TASK PROMPT: Would you please restate all of the entries exactly, apart from the pictures?

╭─ RECORDS SHOWN

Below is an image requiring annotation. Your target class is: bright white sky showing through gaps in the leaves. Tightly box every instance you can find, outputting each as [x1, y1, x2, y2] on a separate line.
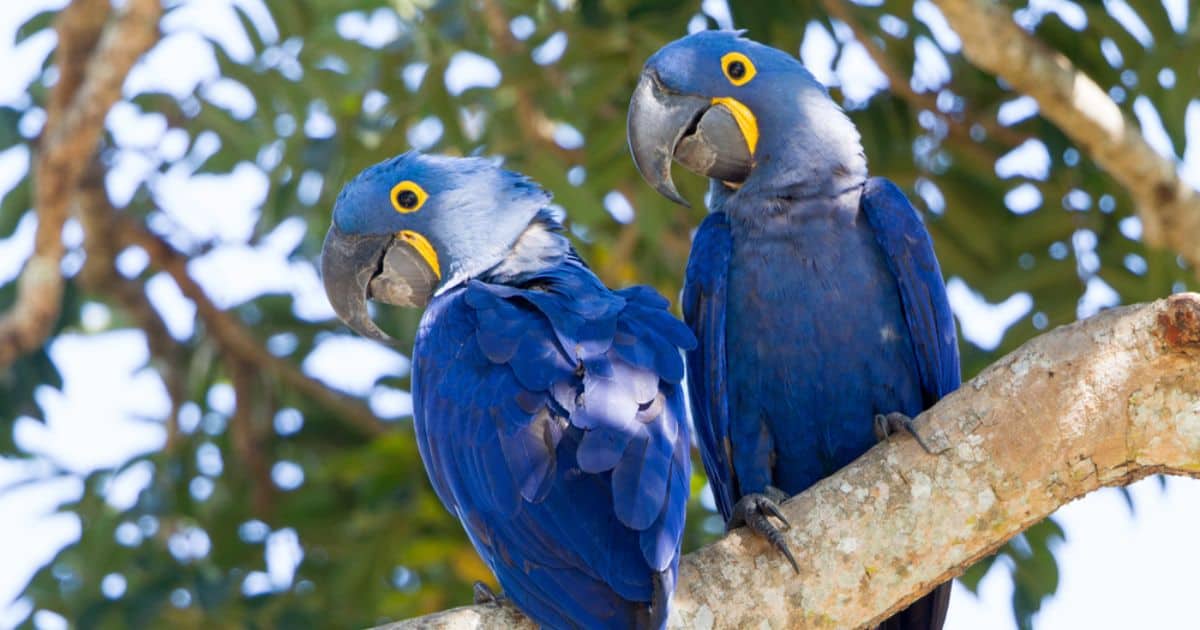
[0, 0, 1200, 630]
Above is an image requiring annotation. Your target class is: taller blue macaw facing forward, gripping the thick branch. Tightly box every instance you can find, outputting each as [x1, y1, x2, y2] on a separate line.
[629, 31, 960, 629]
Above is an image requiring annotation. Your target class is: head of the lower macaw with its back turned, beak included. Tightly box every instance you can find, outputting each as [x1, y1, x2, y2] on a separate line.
[320, 151, 550, 341]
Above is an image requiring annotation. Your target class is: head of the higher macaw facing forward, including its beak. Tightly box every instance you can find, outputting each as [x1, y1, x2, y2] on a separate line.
[628, 31, 865, 205]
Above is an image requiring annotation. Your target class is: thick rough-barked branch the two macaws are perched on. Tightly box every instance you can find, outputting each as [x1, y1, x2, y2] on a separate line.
[376, 293, 1200, 630]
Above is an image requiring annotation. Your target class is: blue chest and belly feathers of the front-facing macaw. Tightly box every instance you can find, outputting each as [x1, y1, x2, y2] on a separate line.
[726, 194, 922, 494]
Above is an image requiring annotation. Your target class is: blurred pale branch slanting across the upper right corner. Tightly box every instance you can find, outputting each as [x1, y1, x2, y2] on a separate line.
[934, 0, 1200, 272]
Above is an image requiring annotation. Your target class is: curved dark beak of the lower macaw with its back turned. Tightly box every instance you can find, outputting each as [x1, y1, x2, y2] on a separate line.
[320, 223, 440, 342]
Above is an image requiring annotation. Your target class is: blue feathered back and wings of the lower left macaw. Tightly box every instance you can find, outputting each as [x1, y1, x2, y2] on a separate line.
[413, 262, 695, 628]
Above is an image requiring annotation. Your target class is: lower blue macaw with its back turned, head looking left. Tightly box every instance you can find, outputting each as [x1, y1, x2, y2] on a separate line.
[322, 152, 696, 629]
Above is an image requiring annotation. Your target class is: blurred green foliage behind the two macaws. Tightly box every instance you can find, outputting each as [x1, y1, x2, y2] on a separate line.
[0, 0, 1200, 628]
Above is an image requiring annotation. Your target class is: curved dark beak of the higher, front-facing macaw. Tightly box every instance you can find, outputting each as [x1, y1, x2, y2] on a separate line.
[626, 70, 754, 205]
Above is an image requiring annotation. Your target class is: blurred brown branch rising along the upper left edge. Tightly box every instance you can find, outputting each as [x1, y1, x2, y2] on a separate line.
[0, 0, 162, 370]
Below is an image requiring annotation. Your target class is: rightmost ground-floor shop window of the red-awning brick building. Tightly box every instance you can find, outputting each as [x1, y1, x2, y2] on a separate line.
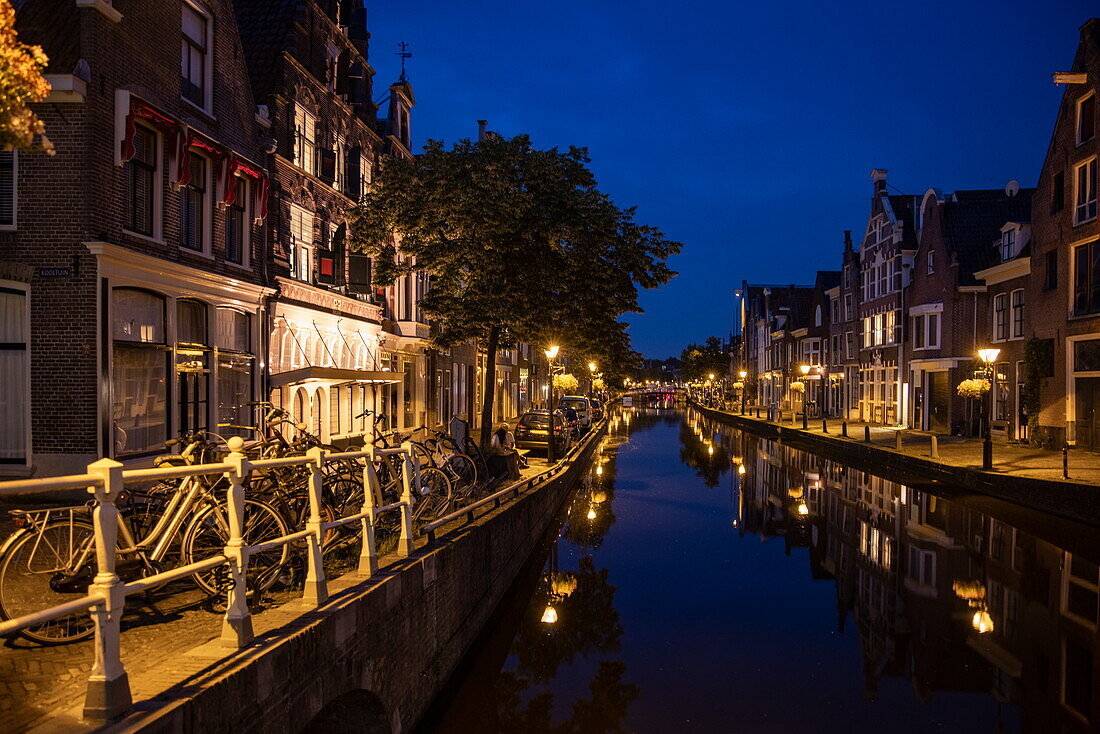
[215, 308, 255, 436]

╰─

THE ANSWER:
Below is an image requiring annotation. Your target class is: bright white sky showing through gaps in the leaves. Tightly box every instance you can find, outputting each as [x1, y1, x2, y2] on a separate line.
[0, 0, 1200, 630]
Above is an image requiring annotation. Your target class is: taller blue macaw facing forward, gripping the thick branch. Tightly box every instance you can find, outputting each as [x1, y1, x2, y2] on a separate line.
[629, 31, 960, 629]
Above is an image requiring annotation. Your target class is: head of the lower macaw with its back turned, beak included. Tightly box every instance you can find, outputting each as [x1, y1, x2, y2] on a separate line.
[320, 151, 550, 341]
Above is an image requiring annotation. Your target class is: head of the higher macaw facing forward, including its beak. Tightly box every instance you can find, outputting each as [x1, y1, x2, y2] on a separate line.
[628, 31, 865, 205]
Above is an image requiring annotation. Your target class is: thick rough-barked branch the two macaws are perched on. Tightly box every instance you can find, outputting each as [x1, y1, x2, y2] on a separate line.
[376, 293, 1200, 630]
Above is an image requiring annotation. Your target class is: blue chest and belly feathers of the front-facing macaw. Tightly box every instance you can find, outputting each as [x1, y1, x2, y2] on a separate line.
[726, 194, 922, 494]
Above is an image requiring annotation. Your target class is: blurred pale branch slanting across the upper right corner. Tightly box every instance you can find, outputting each as [x1, y1, x2, y2] on a separate line.
[934, 0, 1200, 272]
Above is an image requiring annotation. Your target class is: curved dark beak of the lower macaw with its back turned. Tightly box every instance you can find, outputting each as [x1, y1, x2, y2] on a separate line.
[320, 223, 440, 342]
Above is an image requiring annotation. Your target class is: blue feathered back and wings of the lower left macaw. Tightly box every instance you can find, outputting each as [x1, y1, x2, y2] on a separate line.
[413, 262, 695, 628]
Above is an image requiring annotation. Your target class is: lower blue macaw with its back turned, head looking left. Tightly box every instance you can find, outputting each as [x1, y1, x2, y2] on a separate line.
[322, 152, 696, 629]
Above is an image requiring annotation. Your target class is: blurred green foliage behind the two macaws. Tightly box every instance you can find, outputting each as [x1, y1, x2, y2] on a separate line.
[0, 0, 1200, 628]
Above is an image requiring annotation. Your target class is: curved dark beak of the higher, front-facing macaw. Tightly box every instance you can find, outputting each as [x1, y1, x2, y2] on a separate line.
[626, 70, 754, 205]
Above is an image requiring annotation. Your target class is: blurred brown branch rising along the upper left edge. Tightly box every instance you can find, outputting each as [x1, y1, x2, y2] on a separate line.
[0, 0, 162, 370]
Below is an image requiring annotation. Your target class is: rightmost ground-floor shop window of the red-awning brick building. Tightly box every instance you can find, outputting each as [x1, y1, x2, y2] on a separate line.
[215, 308, 255, 436]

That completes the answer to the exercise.